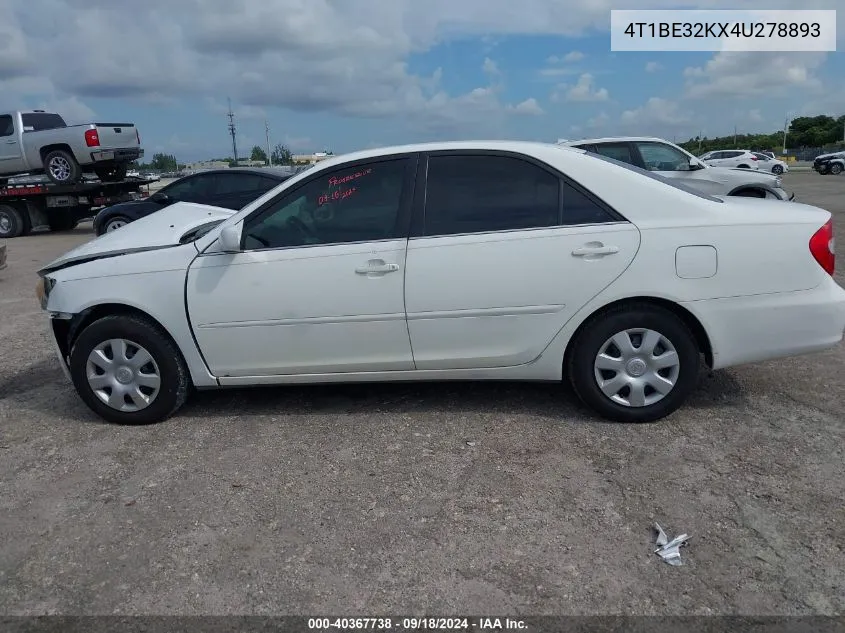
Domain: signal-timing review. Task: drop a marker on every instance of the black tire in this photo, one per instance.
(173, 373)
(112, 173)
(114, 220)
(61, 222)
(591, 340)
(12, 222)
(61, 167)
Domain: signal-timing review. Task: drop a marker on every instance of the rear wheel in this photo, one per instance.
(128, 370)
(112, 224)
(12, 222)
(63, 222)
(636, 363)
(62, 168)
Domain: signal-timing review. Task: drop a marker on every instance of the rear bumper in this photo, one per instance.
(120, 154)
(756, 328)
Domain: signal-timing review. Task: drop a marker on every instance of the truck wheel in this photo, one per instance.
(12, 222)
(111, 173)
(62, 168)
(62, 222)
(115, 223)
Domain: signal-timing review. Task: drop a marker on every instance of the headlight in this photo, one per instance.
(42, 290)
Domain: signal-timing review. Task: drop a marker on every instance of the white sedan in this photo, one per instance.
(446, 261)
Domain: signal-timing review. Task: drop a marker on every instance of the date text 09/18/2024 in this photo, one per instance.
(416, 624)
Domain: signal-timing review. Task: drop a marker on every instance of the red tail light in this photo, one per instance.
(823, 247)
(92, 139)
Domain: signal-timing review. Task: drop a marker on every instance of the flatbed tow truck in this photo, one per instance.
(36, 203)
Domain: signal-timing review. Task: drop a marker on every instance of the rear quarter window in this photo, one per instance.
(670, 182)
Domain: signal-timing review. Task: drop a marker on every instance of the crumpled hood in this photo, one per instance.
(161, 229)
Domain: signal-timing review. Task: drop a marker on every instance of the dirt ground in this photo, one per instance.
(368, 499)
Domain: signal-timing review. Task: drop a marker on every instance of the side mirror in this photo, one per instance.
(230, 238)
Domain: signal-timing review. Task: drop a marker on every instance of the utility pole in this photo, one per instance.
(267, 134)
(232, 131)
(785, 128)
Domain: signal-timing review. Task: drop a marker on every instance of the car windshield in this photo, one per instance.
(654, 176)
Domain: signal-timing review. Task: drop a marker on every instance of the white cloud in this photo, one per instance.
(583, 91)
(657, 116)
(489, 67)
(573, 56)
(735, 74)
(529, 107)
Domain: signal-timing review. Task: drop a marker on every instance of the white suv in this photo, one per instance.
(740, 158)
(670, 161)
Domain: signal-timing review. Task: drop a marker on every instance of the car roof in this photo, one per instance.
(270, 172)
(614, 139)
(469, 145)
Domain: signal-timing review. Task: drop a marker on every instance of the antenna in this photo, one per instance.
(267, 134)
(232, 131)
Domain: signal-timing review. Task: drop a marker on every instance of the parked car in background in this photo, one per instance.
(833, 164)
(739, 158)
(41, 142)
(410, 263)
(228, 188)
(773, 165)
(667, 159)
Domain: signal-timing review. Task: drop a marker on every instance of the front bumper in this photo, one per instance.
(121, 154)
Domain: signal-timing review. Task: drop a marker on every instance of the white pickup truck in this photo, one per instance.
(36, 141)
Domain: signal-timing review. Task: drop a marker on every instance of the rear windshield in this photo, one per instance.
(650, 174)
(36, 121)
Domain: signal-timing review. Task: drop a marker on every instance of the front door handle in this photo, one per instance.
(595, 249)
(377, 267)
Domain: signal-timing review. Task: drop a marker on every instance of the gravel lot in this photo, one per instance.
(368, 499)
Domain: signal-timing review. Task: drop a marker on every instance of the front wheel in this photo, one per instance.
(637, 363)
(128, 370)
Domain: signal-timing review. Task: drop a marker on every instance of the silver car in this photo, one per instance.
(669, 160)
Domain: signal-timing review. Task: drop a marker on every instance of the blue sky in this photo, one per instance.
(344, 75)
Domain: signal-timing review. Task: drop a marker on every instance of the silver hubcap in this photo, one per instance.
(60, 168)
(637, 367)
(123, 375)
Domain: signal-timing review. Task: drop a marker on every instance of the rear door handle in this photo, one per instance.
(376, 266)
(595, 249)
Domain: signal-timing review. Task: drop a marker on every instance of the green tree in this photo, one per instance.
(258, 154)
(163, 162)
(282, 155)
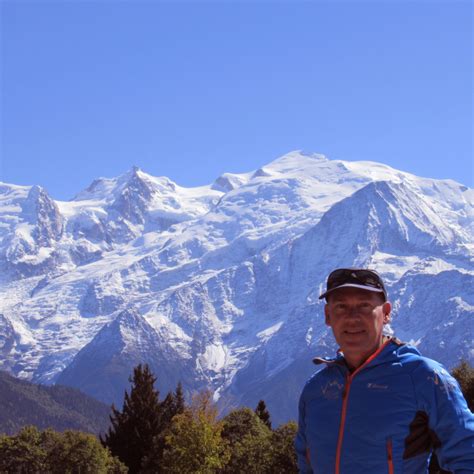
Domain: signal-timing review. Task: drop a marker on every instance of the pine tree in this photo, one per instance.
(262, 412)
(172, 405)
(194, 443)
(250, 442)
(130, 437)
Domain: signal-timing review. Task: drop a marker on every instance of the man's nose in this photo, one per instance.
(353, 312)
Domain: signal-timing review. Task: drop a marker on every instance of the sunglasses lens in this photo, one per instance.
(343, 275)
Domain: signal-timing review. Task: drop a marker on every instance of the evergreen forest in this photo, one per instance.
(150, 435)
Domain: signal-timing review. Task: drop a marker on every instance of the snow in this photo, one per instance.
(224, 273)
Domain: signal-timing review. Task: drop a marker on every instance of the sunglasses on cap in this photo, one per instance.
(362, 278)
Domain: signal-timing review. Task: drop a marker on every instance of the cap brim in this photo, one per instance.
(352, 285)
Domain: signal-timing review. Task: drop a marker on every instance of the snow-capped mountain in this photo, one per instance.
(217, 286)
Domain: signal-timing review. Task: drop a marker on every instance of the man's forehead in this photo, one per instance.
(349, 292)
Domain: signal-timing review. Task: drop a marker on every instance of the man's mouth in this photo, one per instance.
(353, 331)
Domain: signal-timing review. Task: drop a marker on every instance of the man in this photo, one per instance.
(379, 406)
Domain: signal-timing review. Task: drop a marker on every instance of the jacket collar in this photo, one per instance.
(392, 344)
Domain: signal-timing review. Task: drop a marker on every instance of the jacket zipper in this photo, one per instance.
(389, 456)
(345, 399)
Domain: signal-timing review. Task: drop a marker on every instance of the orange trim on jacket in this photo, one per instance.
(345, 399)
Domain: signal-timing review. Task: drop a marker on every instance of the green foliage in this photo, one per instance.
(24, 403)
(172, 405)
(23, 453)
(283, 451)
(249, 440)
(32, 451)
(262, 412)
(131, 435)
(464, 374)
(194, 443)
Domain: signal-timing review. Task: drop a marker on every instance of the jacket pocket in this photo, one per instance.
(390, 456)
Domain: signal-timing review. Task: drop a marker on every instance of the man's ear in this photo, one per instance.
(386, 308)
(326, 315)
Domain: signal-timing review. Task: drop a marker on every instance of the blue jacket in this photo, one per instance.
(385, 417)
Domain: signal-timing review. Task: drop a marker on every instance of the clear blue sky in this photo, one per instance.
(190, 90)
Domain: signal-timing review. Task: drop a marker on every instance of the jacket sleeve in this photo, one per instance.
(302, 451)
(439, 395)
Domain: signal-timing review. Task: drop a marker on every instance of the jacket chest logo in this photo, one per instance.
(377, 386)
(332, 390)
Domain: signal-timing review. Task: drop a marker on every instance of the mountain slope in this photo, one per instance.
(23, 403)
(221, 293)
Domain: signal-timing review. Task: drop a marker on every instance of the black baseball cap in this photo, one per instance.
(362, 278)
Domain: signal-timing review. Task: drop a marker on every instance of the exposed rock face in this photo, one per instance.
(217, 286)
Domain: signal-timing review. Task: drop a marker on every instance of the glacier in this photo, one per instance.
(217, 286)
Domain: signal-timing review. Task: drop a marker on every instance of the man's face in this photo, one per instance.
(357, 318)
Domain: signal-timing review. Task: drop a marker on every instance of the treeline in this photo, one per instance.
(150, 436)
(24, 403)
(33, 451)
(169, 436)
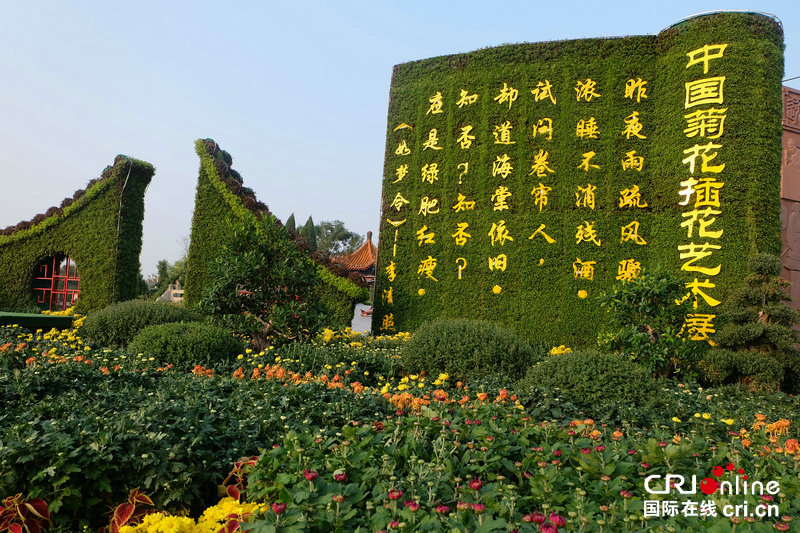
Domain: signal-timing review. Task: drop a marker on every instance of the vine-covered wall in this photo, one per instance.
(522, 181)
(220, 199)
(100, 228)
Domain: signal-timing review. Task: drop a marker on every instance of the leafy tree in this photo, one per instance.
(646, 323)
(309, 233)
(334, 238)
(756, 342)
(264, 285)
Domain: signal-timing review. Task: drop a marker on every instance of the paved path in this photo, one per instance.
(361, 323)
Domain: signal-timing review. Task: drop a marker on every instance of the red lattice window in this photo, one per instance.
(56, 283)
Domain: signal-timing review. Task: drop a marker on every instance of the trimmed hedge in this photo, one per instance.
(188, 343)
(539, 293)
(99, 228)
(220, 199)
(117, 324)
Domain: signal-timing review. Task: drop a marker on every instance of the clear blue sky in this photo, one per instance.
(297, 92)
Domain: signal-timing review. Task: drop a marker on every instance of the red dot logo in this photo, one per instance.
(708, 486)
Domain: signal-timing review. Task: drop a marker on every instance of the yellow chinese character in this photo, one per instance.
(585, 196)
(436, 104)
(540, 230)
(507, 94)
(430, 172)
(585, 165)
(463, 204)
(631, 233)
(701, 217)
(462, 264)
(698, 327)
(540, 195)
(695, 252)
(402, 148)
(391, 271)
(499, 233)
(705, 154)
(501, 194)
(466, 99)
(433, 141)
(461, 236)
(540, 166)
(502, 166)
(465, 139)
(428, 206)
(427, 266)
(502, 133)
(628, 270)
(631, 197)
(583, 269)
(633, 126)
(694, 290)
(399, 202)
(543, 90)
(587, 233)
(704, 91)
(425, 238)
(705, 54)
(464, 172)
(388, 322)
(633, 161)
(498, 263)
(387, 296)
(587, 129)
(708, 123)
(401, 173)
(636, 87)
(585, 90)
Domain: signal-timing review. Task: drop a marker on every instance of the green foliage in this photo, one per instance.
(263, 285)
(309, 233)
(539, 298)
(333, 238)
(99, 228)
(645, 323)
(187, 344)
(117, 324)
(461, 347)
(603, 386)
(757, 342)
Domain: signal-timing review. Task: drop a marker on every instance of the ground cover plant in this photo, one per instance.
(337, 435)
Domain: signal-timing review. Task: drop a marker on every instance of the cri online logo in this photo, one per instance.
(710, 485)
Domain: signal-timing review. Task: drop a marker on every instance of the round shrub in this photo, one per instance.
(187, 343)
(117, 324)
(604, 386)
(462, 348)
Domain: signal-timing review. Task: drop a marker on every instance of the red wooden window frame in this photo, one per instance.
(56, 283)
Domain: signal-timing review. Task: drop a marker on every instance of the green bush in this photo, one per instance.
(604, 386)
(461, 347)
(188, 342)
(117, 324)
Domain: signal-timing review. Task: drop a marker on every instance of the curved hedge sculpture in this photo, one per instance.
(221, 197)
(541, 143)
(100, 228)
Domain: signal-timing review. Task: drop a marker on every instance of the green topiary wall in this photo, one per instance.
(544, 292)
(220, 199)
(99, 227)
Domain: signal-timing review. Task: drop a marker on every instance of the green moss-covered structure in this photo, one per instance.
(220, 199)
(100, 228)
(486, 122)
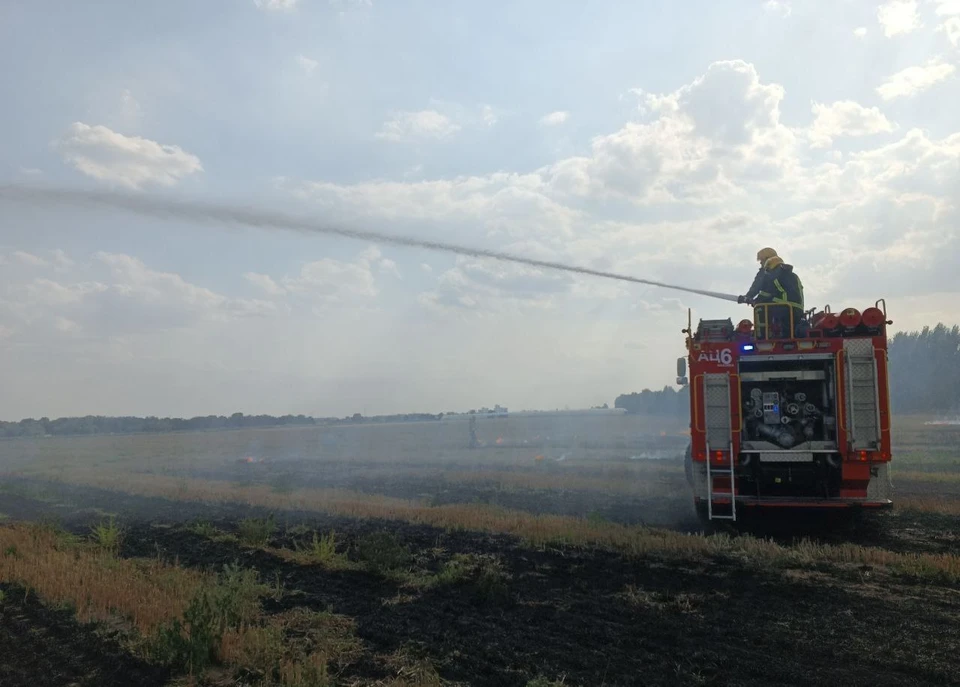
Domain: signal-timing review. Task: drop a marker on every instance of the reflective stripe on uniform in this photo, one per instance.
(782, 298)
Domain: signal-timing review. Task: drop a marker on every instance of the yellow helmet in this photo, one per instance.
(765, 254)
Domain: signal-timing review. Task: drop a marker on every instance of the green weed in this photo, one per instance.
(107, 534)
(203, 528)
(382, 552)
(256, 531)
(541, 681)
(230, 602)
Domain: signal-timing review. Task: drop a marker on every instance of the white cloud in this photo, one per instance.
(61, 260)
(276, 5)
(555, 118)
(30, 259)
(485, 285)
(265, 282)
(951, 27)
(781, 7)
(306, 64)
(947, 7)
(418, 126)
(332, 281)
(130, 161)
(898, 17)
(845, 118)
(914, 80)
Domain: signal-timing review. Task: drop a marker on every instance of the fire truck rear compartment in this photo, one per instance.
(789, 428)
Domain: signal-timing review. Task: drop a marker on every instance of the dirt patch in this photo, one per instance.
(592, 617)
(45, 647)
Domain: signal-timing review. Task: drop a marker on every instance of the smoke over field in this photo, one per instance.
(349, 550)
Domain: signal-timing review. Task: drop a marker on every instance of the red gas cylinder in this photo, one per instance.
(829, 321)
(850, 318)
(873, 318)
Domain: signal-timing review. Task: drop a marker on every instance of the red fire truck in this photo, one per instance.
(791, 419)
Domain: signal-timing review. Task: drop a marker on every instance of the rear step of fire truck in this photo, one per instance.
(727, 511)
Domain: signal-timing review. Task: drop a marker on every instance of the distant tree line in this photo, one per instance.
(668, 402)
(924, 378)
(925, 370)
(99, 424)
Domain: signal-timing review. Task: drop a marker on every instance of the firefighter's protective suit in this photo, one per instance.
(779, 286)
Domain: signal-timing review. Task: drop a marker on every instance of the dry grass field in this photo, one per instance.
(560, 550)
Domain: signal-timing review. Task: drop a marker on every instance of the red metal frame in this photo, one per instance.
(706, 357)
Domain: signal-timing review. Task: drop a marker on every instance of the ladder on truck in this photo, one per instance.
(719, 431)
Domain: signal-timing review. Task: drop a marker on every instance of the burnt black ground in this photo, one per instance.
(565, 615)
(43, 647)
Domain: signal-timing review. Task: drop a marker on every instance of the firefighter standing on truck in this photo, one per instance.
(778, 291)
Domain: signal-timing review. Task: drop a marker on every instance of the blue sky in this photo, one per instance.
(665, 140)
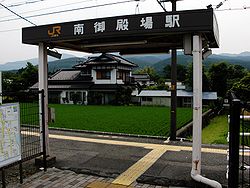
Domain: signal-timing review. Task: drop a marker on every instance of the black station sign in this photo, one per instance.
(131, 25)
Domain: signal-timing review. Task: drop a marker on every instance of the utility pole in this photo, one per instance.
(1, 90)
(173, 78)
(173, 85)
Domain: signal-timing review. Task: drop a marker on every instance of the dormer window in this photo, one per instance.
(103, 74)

------------

Skip the pictures and write out exactly the lines from the line containing "metal frame in this photo, one per instance." through the end of the listing above.

▸ **RESPONSE TO THIS EXERCISE**
Domain: signal-timing review. Task: drop a marker on every instance of the red metal frame in this photo, one per instance.
(706, 357)
Domain: signal-timing review. Task: drop a marker on every instance of the ladder on truck in this photo, one per instance.
(719, 431)
Domain: signal-timing review. Task: drop a marker on every instance of the burnt black ground in this photo, one per instance.
(565, 615)
(43, 647)
Domain: signal-timing review. Task: drop a marker on every instance of the firefighter standing on truck in this photo, one per instance.
(778, 291)
Domain: signal-timing review. Task: drop a marker on every instance of the blue sky in this photo, one per instance.
(665, 140)
Domain: signal-timing review. Task: drop a marker on every instance of the black station sign in this photo, one per instance.
(131, 25)
Domain: signal-timing review. Task: drop a marker on every instance of the utility pole in this photo, one per instance.
(1, 90)
(173, 78)
(173, 85)
Domain: signal-timing review. Task: drop a marker on every instance of the dormer window in this photo, one per instance.
(103, 74)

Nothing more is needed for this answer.